GOAL OF THE EXERCISE -
Transcribe all the records with complete accuracy.

EXERCISE MATERIALS -
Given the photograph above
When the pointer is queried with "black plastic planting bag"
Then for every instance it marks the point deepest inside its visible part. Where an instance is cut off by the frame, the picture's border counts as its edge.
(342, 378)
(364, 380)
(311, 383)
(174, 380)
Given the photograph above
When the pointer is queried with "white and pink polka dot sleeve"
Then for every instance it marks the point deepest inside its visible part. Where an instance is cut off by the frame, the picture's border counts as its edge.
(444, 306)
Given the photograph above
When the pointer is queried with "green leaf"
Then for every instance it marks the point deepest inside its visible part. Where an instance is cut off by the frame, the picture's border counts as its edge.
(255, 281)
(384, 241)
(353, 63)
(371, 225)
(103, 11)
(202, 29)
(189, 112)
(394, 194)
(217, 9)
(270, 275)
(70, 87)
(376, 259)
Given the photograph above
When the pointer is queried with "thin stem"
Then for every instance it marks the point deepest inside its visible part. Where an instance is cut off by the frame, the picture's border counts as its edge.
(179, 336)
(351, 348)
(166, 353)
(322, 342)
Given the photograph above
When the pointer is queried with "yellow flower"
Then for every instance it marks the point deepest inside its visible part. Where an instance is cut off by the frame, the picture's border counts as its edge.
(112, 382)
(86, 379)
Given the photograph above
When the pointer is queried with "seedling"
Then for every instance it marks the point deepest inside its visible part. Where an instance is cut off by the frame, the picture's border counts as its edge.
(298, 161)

ANSWER TO THE TASK -
Given the photograph above
When the pointer is queried with "black plastic planting bag"
Then for every instance it marks the point deepest inside its visible part. Where an instance is cut off by the frame, the picture's border counts as its edge.
(342, 378)
(364, 380)
(311, 383)
(174, 380)
Given the photograph above
When the pointer is queried with "white and pink polka dot sleeve"
Then for every instance it marks the point deepest inside its visible part. Where an instance is cut off by the frame, the picture's border counts as its edge.
(444, 306)
Given the photograph above
When the pointer is queried with "green leaf"
Then for every instance it marks the point deepest inside its visible part. Where an instance is cut off by the frame, the picture's border counts as its edge.
(255, 281)
(384, 241)
(353, 63)
(371, 225)
(103, 11)
(202, 29)
(189, 112)
(394, 194)
(217, 9)
(270, 275)
(70, 87)
(376, 259)
Given the photograph above
When the pointer is queried with "thin stem"
Then for every instance it marks the point deepest inside its visible part. Where an instance is cut off by the frame, the picture's border counts as its edge.
(179, 336)
(351, 348)
(166, 353)
(322, 342)
Given the photograph above
When the pointer is queried with "yellow flower"
Then for every instance it marks the point deepest inside its visible part. Where an instance is cut off by the frame, the picture's border counts as its edge.
(112, 382)
(86, 379)
Given the photograph above
When the pointer is queried with "seedling"
Then for every instance it marks the point deepest inside its visible part. Where an instance is cut off by the frame, the picture's border counts as its edge.
(298, 161)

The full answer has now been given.